Set task> Rewrite every one of the rows below with "set down one marker" changed to "place a single marker" and everything else left as it is. Leave the pictures out of your answer.

------------------------

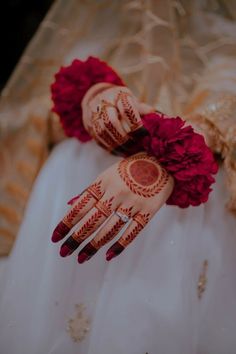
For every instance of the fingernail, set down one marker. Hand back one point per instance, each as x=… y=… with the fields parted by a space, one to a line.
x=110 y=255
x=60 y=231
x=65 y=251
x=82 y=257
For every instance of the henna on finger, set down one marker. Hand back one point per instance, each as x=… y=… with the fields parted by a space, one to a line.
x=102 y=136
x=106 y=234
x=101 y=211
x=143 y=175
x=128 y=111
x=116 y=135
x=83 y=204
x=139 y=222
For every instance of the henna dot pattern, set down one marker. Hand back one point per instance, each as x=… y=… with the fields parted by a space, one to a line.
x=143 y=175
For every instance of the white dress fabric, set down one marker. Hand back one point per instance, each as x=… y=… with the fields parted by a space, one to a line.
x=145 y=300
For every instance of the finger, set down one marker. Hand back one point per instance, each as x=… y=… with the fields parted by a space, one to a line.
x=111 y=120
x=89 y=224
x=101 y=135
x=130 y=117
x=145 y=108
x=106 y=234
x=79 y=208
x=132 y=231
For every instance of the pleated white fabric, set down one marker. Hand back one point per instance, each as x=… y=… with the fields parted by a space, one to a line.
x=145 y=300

------------------------

Solved problem>
For every instance of the fingernail, place a single marker. Hand back one point per instance, each as x=… y=… with the fields parted by a space, one to a line.
x=110 y=255
x=60 y=231
x=65 y=251
x=82 y=257
For every instance of the henna on finger, place a single marker. Hand back one point per instance, each as x=… y=… with the fields parted by a space, one to a line.
x=102 y=136
x=106 y=234
x=101 y=211
x=143 y=175
x=128 y=111
x=116 y=135
x=83 y=204
x=139 y=222
For every instance of the henna dot pattern, place a single marker. Hand back one point per instance, each as x=… y=… with the fields parted by a space, one to a line.
x=143 y=175
For every instance of the white dress fabric, place a single marker. Hand back one point per instance, each as x=… y=… with the fields parted by a space, one to a line.
x=145 y=300
For every instance of the finger, place a single marker. Hand back one point per instance, each as x=… y=… with the fields parted by a space, one to a line.
x=111 y=120
x=89 y=224
x=101 y=135
x=130 y=117
x=145 y=108
x=106 y=234
x=79 y=208
x=132 y=231
For every instance of the pleated white fabric, place a single marker. Hand back one point per instance, each as x=… y=… with the fields parted by a space, one to a line.
x=145 y=300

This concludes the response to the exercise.